What the task asks – Repeat the entries below exactly. Drop the pictures.

Stored data
==============================
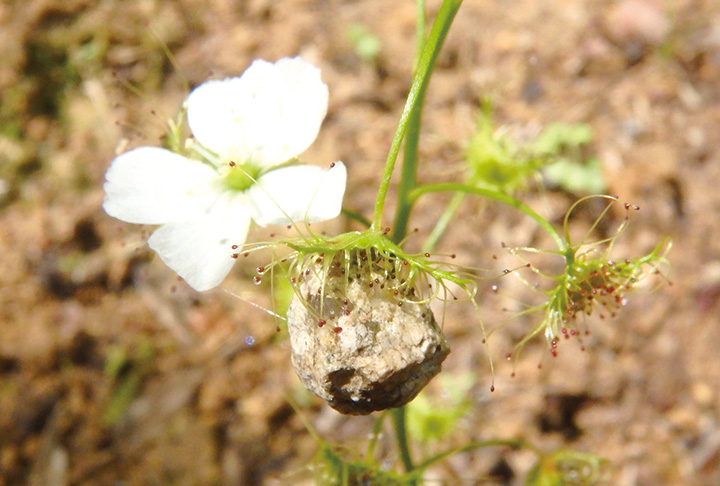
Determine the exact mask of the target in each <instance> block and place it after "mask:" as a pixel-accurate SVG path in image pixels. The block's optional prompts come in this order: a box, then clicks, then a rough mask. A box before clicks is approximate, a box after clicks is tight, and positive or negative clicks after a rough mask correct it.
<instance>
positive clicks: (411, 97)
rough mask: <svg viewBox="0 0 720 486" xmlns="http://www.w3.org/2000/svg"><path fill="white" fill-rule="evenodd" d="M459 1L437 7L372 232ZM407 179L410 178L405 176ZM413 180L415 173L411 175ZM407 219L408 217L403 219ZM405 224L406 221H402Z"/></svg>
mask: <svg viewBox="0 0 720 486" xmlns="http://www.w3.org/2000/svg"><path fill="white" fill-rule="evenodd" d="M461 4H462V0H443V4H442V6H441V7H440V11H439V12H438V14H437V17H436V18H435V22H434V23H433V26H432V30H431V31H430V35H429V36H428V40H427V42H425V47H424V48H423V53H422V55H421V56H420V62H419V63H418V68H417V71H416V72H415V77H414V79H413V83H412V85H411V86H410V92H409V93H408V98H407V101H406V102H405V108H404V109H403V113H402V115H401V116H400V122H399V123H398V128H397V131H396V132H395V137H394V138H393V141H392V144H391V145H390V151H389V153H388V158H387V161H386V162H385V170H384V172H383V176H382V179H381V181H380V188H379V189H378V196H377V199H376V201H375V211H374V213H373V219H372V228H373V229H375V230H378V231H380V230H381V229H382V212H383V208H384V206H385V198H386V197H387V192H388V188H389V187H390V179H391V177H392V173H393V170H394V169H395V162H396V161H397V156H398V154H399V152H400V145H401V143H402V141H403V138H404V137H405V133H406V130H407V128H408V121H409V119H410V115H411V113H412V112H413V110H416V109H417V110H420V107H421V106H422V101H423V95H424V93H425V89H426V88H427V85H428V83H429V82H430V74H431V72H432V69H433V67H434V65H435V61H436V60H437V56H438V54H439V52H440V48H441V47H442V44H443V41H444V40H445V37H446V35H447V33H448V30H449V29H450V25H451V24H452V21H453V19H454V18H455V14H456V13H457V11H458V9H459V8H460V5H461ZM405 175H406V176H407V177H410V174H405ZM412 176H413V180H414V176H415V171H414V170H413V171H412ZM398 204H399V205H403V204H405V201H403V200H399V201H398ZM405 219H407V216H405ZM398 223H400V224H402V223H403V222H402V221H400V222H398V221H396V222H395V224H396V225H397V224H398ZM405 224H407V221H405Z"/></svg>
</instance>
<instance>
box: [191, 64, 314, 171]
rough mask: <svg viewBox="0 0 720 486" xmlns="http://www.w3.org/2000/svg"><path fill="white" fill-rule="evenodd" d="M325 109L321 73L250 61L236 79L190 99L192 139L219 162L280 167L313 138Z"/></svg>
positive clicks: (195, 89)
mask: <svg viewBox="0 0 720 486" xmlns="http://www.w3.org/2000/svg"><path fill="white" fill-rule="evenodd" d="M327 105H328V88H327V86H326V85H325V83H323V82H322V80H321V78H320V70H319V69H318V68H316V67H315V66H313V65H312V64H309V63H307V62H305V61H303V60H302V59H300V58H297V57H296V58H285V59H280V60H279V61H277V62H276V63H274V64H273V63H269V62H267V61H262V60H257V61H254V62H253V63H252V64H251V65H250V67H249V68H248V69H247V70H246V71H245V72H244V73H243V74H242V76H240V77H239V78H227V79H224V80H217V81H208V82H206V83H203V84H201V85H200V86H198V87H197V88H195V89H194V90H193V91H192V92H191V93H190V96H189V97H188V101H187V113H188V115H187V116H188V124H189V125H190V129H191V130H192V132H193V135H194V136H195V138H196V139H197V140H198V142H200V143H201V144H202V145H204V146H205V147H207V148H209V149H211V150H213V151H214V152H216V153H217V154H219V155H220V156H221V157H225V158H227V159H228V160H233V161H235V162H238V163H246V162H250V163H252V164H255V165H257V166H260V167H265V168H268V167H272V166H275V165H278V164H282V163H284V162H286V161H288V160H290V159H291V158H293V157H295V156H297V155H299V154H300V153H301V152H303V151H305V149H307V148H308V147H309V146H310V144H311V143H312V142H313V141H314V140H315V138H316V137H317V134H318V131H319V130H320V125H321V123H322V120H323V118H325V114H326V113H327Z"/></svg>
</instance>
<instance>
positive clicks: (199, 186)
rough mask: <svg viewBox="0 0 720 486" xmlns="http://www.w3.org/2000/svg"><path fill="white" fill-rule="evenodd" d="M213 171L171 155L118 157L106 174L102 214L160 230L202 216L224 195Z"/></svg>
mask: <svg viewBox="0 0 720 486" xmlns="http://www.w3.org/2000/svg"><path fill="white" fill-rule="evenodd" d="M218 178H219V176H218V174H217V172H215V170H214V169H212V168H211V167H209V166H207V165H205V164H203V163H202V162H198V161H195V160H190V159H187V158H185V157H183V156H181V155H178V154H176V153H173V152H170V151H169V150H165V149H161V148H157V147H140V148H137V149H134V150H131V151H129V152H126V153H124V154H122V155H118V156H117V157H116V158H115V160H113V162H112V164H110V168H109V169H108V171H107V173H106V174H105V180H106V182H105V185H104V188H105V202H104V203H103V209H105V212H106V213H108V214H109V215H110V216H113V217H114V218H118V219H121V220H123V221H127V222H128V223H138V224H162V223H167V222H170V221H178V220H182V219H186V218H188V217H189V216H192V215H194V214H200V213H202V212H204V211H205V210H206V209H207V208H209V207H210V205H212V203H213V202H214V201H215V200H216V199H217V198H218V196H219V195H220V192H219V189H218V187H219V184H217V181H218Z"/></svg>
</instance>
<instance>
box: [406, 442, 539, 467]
==============================
Task response –
Determine the exact mask of the target in each <instance> block and place it after "mask:" as a pixel-accurate SVG path in image pixels. The block's optional prompts come in this order: a box, then clicks, then a rough mask. A box before clicks is approximate, a box after clicks is tight, and positive or negative clicks after a rough mask correct it.
<instance>
positive clicks: (411, 97)
rough mask: <svg viewBox="0 0 720 486" xmlns="http://www.w3.org/2000/svg"><path fill="white" fill-rule="evenodd" d="M459 1L437 7L372 232ZM407 179L410 178L405 176ZM413 180L415 173L411 175ZM407 219L408 217L403 219ZM405 224L406 221H402Z"/></svg>
mask: <svg viewBox="0 0 720 486" xmlns="http://www.w3.org/2000/svg"><path fill="white" fill-rule="evenodd" d="M461 4H462V0H443V4H442V6H441V7H440V11H439V12H438V14H437V17H436V18H435V22H434V23H433V26H432V30H431V31H430V35H429V36H428V40H427V42H425V47H424V48H423V53H422V55H421V56H420V62H419V63H418V68H417V71H416V72H415V77H414V79H413V83H412V85H411V86H410V92H409V93H408V98H407V101H406V102H405V108H404V109H403V113H402V115H401V116H400V122H399V123H398V128H397V131H396V132H395V137H394V138H393V141H392V144H391V145H390V151H389V153H388V158H387V161H386V162H385V170H384V172H383V176H382V179H381V181H380V188H379V189H378V196H377V199H376V201H375V211H374V213H373V219H372V228H373V229H375V230H378V231H380V230H381V229H382V212H383V208H384V206H385V198H386V197H387V192H388V188H389V187H390V179H391V177H392V173H393V170H394V169H395V162H396V161H397V156H398V154H399V152H400V145H401V143H402V141H403V138H404V137H405V133H406V130H407V128H408V121H409V119H410V115H411V113H412V112H413V110H416V109H417V110H420V107H421V106H422V101H423V95H424V93H425V89H426V88H427V85H428V83H429V82H430V74H431V72H432V69H433V67H434V65H435V61H436V60H437V56H438V54H439V52H440V48H441V47H442V44H443V41H444V40H445V37H446V35H447V33H448V30H449V29H450V25H451V24H452V21H453V19H454V18H455V14H456V13H457V11H458V9H459V8H460V5H461ZM405 175H406V176H407V177H410V174H405ZM412 176H413V180H414V176H415V171H414V170H413V171H412ZM398 204H399V205H403V204H405V201H403V200H399V201H398ZM405 219H407V216H405ZM398 223H400V224H402V223H403V222H402V221H400V222H398V221H396V222H395V224H396V225H397V224H398ZM405 224H407V221H405Z"/></svg>
</instance>
<instance>
box: [191, 64, 314, 171]
rough mask: <svg viewBox="0 0 720 486" xmlns="http://www.w3.org/2000/svg"><path fill="white" fill-rule="evenodd" d="M325 109L321 73L250 61L236 79L190 99L192 139L219 162L280 167L313 138Z"/></svg>
positive clicks: (195, 89)
mask: <svg viewBox="0 0 720 486" xmlns="http://www.w3.org/2000/svg"><path fill="white" fill-rule="evenodd" d="M327 105H328V88H327V86H326V85H325V83H323V82H322V80H321V78H320V70H319V69H318V68H316V67H315V66H313V65H312V64H309V63H307V62H305V61H303V60H302V59H300V58H297V57H296V58H285V59H280V60H279V61H277V62H276V63H274V64H273V63H269V62H267V61H262V60H257V61H254V62H253V63H252V64H251V65H250V67H249V68H248V69H247V70H246V71H245V72H244V73H243V74H242V76H240V77H239V78H227V79H224V80H217V81H208V82H206V83H203V84H201V85H200V86H198V87H197V88H195V89H194V90H193V91H192V92H191V93H190V96H189V97H188V101H187V113H188V115H187V116H188V124H189V125H190V129H191V130H192V132H193V135H194V136H195V138H196V139H197V140H198V142H200V143H201V144H202V145H204V146H205V147H207V148H209V149H211V150H213V151H214V152H216V153H217V154H219V155H220V156H221V157H225V158H227V159H228V160H233V161H235V162H238V163H246V162H250V163H252V164H255V165H257V166H260V167H265V168H268V167H272V166H275V165H278V164H282V163H284V162H286V161H288V160H290V159H291V158H293V157H295V156H297V155H299V154H300V153H301V152H303V151H305V149H307V148H308V147H309V146H310V144H311V143H312V142H313V141H314V140H315V138H316V137H317V134H318V131H319V130H320V125H321V123H322V120H323V118H325V114H326V113H327Z"/></svg>
</instance>
<instance>
positive clicks: (199, 186)
rough mask: <svg viewBox="0 0 720 486" xmlns="http://www.w3.org/2000/svg"><path fill="white" fill-rule="evenodd" d="M213 171L171 155L118 157L106 174L102 214L160 230L202 216L224 195Z"/></svg>
mask: <svg viewBox="0 0 720 486" xmlns="http://www.w3.org/2000/svg"><path fill="white" fill-rule="evenodd" d="M218 178H219V176H218V174H217V172H215V170H214V169H212V168H211V167H209V166H207V165H205V164H203V163H202V162H198V161H195V160H190V159H187V158H185V157H183V156H181V155H178V154H176V153H173V152H170V151H169V150H165V149H161V148H157V147H140V148H137V149H134V150H131V151H129V152H126V153H124V154H122V155H118V156H117V157H116V158H115V160H113V162H112V164H110V168H109V169H108V171H107V173H106V174H105V180H106V182H105V185H104V188H105V202H104V203H103V209H105V212H106V213H108V214H109V215H110V216H113V217H114V218H118V219H121V220H123V221H127V222H128V223H138V224H162V223H167V222H170V221H178V220H182V219H186V218H188V217H189V216H192V215H194V214H200V213H202V212H204V211H205V210H206V209H207V208H209V207H210V205H212V203H213V202H214V201H215V200H216V199H217V198H218V196H219V195H220V192H219V189H218V187H219V184H217V181H218Z"/></svg>
</instance>
<instance>
box: [406, 442, 539, 467]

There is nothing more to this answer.